(Activity)
Below is a listing; restate from it, character for character, the lines beginning at the line holding "One pin per instance of the gravel" and ending at the line holding "<point>67,189</point>", both included.

(Records for the task)

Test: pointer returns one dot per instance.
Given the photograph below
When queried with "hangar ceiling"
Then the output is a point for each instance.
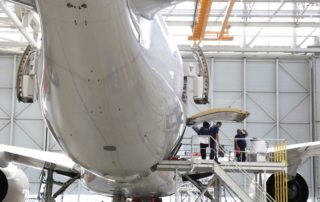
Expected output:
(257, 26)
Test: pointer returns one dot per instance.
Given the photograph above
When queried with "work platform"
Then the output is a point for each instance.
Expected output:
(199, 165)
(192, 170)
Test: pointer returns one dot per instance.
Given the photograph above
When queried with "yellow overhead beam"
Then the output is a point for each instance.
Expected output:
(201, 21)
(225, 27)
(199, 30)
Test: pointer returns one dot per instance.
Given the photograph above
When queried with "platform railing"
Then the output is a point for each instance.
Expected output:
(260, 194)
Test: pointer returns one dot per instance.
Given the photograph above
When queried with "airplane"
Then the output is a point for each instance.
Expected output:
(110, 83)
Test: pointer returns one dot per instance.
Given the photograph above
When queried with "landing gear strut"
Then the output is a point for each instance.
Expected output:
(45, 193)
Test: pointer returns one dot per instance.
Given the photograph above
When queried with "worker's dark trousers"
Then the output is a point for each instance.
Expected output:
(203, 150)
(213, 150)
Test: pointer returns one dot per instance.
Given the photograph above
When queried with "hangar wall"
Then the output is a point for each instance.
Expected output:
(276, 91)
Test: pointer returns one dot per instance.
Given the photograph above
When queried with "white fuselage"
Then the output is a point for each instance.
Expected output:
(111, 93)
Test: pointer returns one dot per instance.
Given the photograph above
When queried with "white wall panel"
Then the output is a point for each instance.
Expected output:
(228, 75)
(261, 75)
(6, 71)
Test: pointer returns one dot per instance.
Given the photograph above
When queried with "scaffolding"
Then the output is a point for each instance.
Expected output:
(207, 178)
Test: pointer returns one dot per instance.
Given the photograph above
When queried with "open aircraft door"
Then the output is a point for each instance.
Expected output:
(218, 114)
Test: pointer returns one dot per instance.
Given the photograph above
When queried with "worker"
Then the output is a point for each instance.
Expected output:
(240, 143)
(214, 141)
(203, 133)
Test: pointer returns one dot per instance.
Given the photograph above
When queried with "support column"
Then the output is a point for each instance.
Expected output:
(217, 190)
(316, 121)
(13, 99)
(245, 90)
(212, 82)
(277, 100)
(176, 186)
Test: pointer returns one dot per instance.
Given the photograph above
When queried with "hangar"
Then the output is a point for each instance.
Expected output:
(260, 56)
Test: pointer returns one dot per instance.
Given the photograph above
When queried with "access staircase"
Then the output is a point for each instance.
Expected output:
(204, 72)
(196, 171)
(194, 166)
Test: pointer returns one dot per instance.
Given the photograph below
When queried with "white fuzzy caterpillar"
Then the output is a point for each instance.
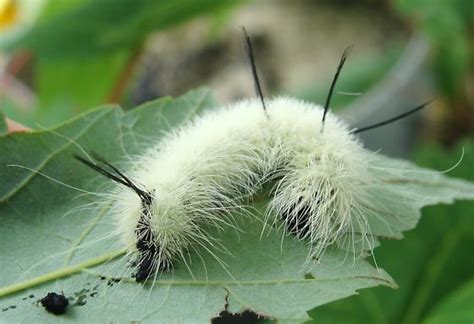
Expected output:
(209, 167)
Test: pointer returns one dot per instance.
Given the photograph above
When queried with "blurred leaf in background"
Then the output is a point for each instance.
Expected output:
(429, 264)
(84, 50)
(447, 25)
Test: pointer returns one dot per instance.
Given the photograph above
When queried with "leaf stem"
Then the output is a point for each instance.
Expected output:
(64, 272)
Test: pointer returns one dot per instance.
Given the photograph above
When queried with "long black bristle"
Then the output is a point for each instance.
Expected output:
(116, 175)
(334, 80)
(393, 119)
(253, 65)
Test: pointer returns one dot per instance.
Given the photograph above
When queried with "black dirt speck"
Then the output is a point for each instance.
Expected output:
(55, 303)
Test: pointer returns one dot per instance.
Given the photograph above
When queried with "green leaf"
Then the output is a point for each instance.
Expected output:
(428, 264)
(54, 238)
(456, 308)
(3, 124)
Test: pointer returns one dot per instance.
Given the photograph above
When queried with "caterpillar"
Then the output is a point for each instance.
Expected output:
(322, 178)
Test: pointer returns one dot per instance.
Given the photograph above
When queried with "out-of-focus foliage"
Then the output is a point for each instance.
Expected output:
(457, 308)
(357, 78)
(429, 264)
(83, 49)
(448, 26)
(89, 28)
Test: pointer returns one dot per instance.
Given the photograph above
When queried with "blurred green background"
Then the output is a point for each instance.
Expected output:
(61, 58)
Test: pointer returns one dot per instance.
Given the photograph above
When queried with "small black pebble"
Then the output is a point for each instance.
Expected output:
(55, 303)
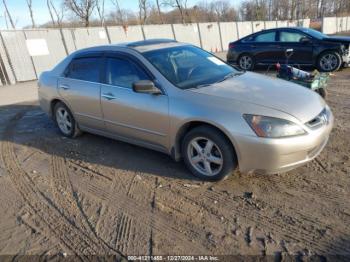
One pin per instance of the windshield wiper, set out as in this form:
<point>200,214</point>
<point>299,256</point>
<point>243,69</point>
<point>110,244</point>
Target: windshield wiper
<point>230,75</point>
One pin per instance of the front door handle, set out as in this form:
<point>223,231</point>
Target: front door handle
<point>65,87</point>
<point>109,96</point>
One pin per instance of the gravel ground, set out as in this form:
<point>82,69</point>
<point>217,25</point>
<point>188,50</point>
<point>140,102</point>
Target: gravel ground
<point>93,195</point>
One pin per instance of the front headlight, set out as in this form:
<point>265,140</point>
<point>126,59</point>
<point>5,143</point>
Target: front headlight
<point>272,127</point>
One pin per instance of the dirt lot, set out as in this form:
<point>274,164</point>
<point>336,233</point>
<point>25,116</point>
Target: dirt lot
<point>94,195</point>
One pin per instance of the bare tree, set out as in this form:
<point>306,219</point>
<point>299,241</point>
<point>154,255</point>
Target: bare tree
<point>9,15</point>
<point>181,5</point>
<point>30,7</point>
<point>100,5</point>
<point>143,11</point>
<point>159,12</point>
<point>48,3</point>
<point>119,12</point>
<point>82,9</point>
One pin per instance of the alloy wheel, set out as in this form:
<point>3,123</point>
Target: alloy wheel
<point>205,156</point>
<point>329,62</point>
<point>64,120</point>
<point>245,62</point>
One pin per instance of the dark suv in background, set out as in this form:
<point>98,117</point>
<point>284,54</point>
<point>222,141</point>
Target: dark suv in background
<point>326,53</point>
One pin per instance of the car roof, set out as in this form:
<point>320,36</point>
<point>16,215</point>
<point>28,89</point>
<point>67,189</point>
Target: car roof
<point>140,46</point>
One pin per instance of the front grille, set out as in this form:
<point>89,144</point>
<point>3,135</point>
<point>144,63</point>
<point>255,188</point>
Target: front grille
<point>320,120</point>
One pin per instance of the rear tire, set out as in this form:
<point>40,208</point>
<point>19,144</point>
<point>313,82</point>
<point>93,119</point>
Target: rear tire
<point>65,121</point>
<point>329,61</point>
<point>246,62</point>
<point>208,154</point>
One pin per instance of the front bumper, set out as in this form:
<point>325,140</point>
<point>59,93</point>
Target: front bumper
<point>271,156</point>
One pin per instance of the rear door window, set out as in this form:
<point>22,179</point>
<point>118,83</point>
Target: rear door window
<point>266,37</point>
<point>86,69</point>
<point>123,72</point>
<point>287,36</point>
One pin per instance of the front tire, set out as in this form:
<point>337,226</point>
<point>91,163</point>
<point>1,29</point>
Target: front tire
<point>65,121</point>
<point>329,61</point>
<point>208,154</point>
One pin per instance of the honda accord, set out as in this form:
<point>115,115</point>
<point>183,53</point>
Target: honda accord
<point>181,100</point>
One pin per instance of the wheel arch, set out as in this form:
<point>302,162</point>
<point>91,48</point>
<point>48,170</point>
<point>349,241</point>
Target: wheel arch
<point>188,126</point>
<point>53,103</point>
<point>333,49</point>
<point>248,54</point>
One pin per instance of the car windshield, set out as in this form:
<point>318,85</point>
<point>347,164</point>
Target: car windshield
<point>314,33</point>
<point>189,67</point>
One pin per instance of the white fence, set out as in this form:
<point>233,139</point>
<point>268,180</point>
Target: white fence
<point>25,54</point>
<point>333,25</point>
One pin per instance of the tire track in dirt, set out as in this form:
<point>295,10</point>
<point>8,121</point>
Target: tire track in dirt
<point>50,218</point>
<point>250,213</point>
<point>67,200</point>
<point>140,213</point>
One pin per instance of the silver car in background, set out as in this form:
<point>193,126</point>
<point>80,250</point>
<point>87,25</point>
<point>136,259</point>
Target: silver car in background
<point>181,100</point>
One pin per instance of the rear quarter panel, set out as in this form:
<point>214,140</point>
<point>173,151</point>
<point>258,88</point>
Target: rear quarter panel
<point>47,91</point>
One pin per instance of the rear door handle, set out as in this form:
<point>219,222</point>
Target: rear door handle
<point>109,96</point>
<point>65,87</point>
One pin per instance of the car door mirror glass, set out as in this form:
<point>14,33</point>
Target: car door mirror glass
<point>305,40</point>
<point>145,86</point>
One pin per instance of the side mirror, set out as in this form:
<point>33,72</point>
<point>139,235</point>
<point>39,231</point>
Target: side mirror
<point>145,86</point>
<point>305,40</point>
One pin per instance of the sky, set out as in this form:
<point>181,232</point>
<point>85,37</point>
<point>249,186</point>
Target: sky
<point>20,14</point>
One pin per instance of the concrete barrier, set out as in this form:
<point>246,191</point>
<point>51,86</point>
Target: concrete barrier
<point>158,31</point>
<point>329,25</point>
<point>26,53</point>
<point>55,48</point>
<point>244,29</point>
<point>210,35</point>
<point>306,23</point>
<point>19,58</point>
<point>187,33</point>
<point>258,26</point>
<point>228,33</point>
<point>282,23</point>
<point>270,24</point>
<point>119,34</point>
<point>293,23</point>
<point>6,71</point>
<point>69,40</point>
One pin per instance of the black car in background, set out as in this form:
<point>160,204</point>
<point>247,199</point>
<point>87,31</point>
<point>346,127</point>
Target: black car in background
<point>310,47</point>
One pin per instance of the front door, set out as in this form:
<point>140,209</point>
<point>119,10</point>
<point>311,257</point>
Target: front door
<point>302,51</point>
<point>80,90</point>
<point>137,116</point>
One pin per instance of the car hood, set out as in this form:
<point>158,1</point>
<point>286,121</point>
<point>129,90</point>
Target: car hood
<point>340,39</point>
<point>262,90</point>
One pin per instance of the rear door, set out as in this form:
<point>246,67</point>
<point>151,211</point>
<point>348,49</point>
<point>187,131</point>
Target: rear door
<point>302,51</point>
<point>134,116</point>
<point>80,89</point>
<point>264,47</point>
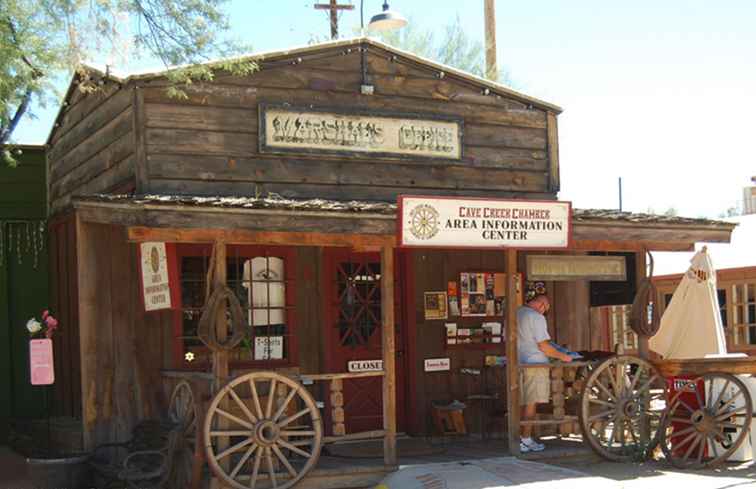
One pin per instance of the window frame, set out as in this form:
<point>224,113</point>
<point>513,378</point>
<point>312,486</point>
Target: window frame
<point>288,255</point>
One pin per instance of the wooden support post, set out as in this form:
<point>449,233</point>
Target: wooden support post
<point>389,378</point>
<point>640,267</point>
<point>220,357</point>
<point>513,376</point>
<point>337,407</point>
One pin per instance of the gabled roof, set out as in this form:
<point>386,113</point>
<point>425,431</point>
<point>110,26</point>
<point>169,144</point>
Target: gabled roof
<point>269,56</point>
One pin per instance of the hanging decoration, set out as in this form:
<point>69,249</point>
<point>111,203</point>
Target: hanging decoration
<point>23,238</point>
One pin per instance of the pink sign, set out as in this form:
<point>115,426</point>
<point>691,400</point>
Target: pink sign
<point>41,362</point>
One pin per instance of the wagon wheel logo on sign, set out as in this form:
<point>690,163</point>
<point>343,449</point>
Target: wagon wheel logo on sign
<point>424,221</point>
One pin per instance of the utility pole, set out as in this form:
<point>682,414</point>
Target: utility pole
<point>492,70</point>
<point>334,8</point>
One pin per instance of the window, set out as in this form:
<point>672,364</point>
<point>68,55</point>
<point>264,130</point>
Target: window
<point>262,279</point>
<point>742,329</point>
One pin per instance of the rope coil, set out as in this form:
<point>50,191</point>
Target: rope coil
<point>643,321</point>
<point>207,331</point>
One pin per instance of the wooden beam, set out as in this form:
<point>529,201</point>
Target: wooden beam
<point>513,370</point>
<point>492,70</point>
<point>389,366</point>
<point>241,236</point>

(Finished exercise)
One pin per instance of the gravel ground, set out as in this form:
<point>82,69</point>
<point>217,25</point>
<point>188,50</point>
<point>140,102</point>
Target: gravel ground
<point>93,195</point>
One pin per instance of the front headlight, set out as in this form:
<point>265,140</point>
<point>126,59</point>
<point>5,143</point>
Target: front headlight
<point>272,127</point>
One pin per instance of the dirt lot, set out as in this form:
<point>274,164</point>
<point>336,233</point>
<point>25,116</point>
Target: dirt lot
<point>94,195</point>
One pin per instance of the bare tree, set out as in this form:
<point>306,219</point>
<point>299,241</point>
<point>154,255</point>
Target: bare tree
<point>9,15</point>
<point>181,5</point>
<point>30,7</point>
<point>100,5</point>
<point>143,11</point>
<point>159,12</point>
<point>48,3</point>
<point>119,12</point>
<point>82,9</point>
One pin per instance of the alloy wheel, set out as in this form:
<point>3,123</point>
Target: alloy wheel
<point>205,156</point>
<point>329,62</point>
<point>64,120</point>
<point>245,62</point>
One pin per instance of the dark suv in background, set out as in this form:
<point>98,117</point>
<point>284,54</point>
<point>222,141</point>
Target: dark suv in background
<point>326,53</point>
One pin per instance of the car roof, set out as in this form:
<point>320,36</point>
<point>16,215</point>
<point>28,89</point>
<point>67,189</point>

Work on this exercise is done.